— Begin Data rows —
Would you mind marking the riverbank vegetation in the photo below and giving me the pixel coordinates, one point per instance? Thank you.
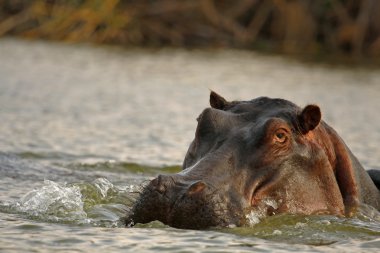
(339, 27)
— End Data rows —
— Begin Data rows —
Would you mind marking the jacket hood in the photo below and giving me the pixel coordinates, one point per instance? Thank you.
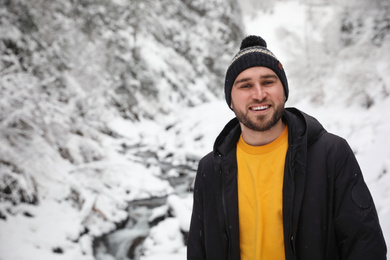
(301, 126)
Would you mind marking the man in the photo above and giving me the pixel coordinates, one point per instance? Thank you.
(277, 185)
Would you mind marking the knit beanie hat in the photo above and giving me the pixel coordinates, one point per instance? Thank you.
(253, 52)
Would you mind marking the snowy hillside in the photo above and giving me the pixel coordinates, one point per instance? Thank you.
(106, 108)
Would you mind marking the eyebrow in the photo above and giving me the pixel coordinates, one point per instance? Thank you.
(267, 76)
— End Data rows —
> [Task] Find every line in the listing above that contains the word "below", and copy each one out in full. Matches must have the same capitalization.

> [Task answer]
Would you mind marking the riverbank vegetation in the photo below and giving me the pixel coordinates, one point per instance? Thank you.
Would you mind marking the jacket hood in the photo below and giving me the pixel coordinates, one point per instance? Thank you.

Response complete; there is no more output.